> Requisito A:
Responda com base no trecho sobre as indicações ao Oscar 2017:
(i) Quem dirigiu e estrelou "Um limite entre nós"?
(ii) Quantos filmes com temática racial a Academia escolheu em 2017 para a lista de indicados ao prêmio principal?
(iii) Que prêmio "Estrelas além do tempo" ganhou do Sindicato de Atores?
━━ Trecho do documento
Depois de uma polêmica bastante justa em relação à ausência de artistas negros entre os indicados ao Oscar 2016, parece que a Academia de Hollywood finalmente abriu os olhos em relação à diversidade de sua indústria: em 2017, escolheu três filmes com temática racial para fazer parte de sua seleta lista de indicados ao prêmio principal. Um deles, "Moonlight: sob a luz do luar", merece todos os elogios e a estatueta que acabou com os planos de "La La Land: cantando estações". Outro, "Um limite entre nós", dirigido e estrelado por Denzel Washington - talvez o maior ator negro em atividade - é uma adaptação fiel, e portanto um bocado limitada, de uma peça teatral, mas tem ele e Viola Davis no elenco, o que sempre vale o espetáculo. No entanto, é difícil achar que "Estrelas além do tempo" não foi selecionado apenas por seu tema. Repleto de clichês, dirigido sem inspiração e com sérios problemas de foco, o filme de Theodore Melfi chegou a ganhar o prêmio máximo do Sindicato de Atores (melhor elenco), mas se ressente justamente de não dar a esse mesmo elenco um material menos previsível e piegas.
━━━━
━━ Dados fornecidos
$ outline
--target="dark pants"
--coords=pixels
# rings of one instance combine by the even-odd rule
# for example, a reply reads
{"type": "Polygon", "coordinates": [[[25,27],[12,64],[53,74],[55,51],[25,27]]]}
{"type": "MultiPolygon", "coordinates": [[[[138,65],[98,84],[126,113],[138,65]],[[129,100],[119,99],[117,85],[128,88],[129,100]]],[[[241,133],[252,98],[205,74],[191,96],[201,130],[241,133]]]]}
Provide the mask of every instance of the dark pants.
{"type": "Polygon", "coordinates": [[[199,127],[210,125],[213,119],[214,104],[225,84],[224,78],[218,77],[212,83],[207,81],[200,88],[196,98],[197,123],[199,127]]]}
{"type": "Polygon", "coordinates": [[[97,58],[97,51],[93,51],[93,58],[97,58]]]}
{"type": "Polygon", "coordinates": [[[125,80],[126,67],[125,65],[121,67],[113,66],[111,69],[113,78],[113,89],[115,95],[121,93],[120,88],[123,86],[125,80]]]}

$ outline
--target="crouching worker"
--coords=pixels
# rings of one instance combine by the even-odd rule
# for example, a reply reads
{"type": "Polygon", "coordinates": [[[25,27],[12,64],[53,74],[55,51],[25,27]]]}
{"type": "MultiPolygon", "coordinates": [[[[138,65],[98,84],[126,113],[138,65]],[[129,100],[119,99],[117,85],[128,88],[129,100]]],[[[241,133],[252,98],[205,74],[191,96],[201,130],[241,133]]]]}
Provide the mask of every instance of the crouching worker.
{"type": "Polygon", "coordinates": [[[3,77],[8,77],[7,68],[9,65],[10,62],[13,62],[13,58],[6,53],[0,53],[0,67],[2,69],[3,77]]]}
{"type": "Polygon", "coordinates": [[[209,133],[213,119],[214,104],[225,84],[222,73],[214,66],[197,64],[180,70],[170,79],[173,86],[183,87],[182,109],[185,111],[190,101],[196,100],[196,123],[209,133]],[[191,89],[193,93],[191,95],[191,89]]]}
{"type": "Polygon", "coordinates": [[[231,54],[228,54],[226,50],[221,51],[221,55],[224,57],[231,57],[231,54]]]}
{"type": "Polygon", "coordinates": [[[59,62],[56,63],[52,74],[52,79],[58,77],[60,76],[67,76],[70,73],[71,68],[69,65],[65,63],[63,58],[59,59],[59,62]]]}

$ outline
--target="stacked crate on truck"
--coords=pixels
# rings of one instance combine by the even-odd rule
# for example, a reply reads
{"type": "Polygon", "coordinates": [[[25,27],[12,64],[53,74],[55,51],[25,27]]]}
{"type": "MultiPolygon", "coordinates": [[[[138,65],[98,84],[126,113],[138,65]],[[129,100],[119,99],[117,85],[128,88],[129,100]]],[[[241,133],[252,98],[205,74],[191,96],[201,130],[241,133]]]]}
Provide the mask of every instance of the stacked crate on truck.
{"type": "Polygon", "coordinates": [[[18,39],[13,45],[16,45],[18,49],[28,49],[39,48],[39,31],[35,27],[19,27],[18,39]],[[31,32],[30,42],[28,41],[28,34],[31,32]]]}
━━━━
> Requisito B: Localize na listagem todas as linhas em que aparece a palavra "mask" e copie cada uma delas.

> Resposta completa A:
(i) Denzel Washington.
(ii) Três filmes.
(iii) O prêmio máximo do Sindicato de Atores, o de melhor elenco.

> Resposta completa B:
Provide the mask of every instance of the dark pants.
Provide the mask of every instance of the crouching worker.
Provide the mask of every instance of the stacked crate on truck.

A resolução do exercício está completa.